Task statement: Retype the article about Apple's pager patent loss, everything from "According to Inside" down to "of patent infringement.", with no changes.

Excerpt to read:

Apple Suffers $23M Loss in 2-Way Pager Patent Suit
Apple was hit with a $23.6 million loss in federal court on Tuesday, with a ruling that the tech company infringed on five patents owned by Mobile Telecommunications Technologies (MTel).
According to Inside Counsel, the Texas federal court found that Apple infringed on five of MTel's two-way pager network patents from the '90s by using MTel's tech in its iPhones and "other devices." So iPads and iPods? In any case, Apple has to pay up for six years of patent infringement.
How did Apple lose this patent case when it has won so many others?
Remember SkyTel Pagers?
MTel was suing Apple over a set of patents that it had used in its Skytel two-way paging system (here is a great 1997 New York Times review of a Skytel pager for reference). The Times lauded the SkyTel Skywriter as an "all-in-one complete communications gizmo" which could send emails as well as receive them! Remember, this was the late '90s, and doing mobile business from something twice the size of your current smartphone was mind-blowing.

Material:
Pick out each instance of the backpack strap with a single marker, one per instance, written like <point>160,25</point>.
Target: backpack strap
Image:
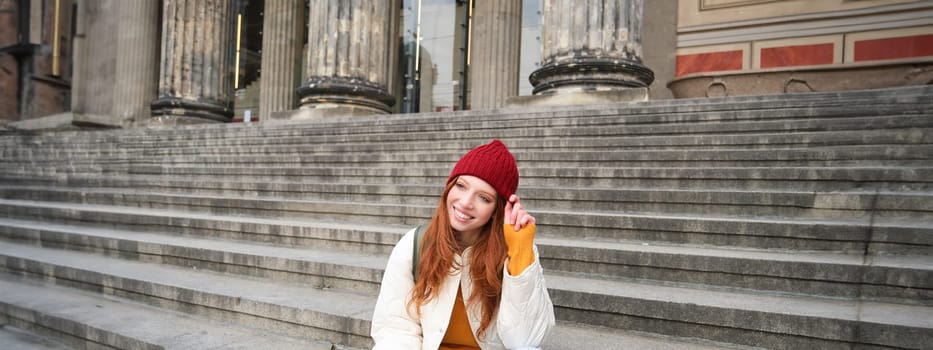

Task solution:
According to Inside Counsel, the Texas federal court found that Apple infringed on five of MTel's two-way pager network patents from the '90s by using MTel's tech in its iPhones and "other devices." So iPads and iPods? In any case, Apple has to pay up for six years of patent infringement.